# Object Detection

Object detection networks are used to detect and localize objects within an image or video. These networks can be used in a wide range of applications, such as autonomous vehicles, surveillance systems, object tracking in videos, human-computer interaction, and advanced driver assistance systems. Object detection has become a crucial part of computer vision and has seen significant improvements in recent years, thanks to deep learning.

In [None]:
import torch
import torchvision
from torchvision.models.detection import fasterrcnn_resnet50_fpn
from pycocotools.coco import COCO
import torchvision.transforms as transforms
import numpy as np
from PIL import Image
import matplotlib.pyplot as plt
import cv2
from torchvision.utils import draw_bounding_boxes
from torchvision.transforms.functional import to_pil_image
from torchvision.transforms.functional import pil_to_tensor

First, let's set up some transforms we are going to use on our input image. We need to resize the image and convert it to a torch tensor so that we can pass it to the model. We will also need a separate version of the image, which we keep as a PIL image , so that we can use it to plot the bounding boxes of the items detected by the model.

Information provided
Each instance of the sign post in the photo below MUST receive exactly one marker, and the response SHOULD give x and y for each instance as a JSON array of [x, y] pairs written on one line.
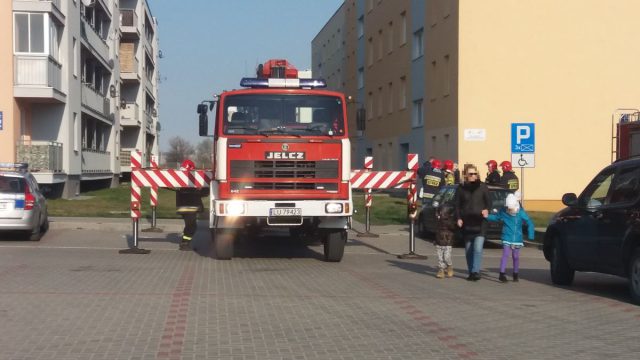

Required tasks
**1.** Return the passage of the object detection text from "Object detection networks" to "to deep learning.", copied word for word.
**2.** Answer these questions about the object detection text:
(a) Which detection model is imported from torchvision.models.detection?
(b) To what does the text attribute the significant recent improvements in object detection?
(c) In what form is the separate version of the input image kept, and what is it used for?
**3.** Continue the object detection text from its final sentence.

Answers for the exercise
**1.**
Object detection networks are used to detect and localize objects within an image or video. These networks can be used in a wide range of applications, such as autonomous vehicles, surveillance systems, object tracking in videos, human-computer interaction, and advanced driver assistance systems. Object detection has become a crucial part of computer vision and has seen significant improvements in recent years, thanks to deep learning.

**2.**
(a) fasterrcnn_resnet50_fpn
(b) Deep learning
(c) It is kept as a PIL image and is used to plot the bounding boxes of the items detected by the model.

**3.**
In [None]:
# This transform resizes the image, and converts it to a tensor to use as an input to the model
transform = transforms.Compose([
    transforms.Resize(800),
    transforms.ToTensor(),
])

# This transform just resizes the image, and keeps it as a PIL image. We will use it for plotting the bounding boxes
resize_transform=transforms.Resize(800)

Next, we need to import the image, ensuring it is converted to RGB format, and then use the transforms we composed in the previous code block to transform the image.


In [None]:
img = Image.open('street_scene.jpg').convert('RGB')
image_for_output=pil_to_tensor(img)

image_for_output=resize_transform(image_for_output)
img_tensor = transform(img).unsqueeze(0)   

img.show()

Next, we download our pretrained model. We will be using `fasterrcnn_resnet50_fpn`, a popular object detection architecture. It is a two-stage object detector that first generates region proposals and then classifies the regions using a convolutional neural network. The ResNet-50 is a deep residual network that has 50 layers and is used as the backbone network to extract features from the image. The FPN (Feature Pyramidal Network) is used to incorporate features from different scales, making the network more robust to objects of different sizes.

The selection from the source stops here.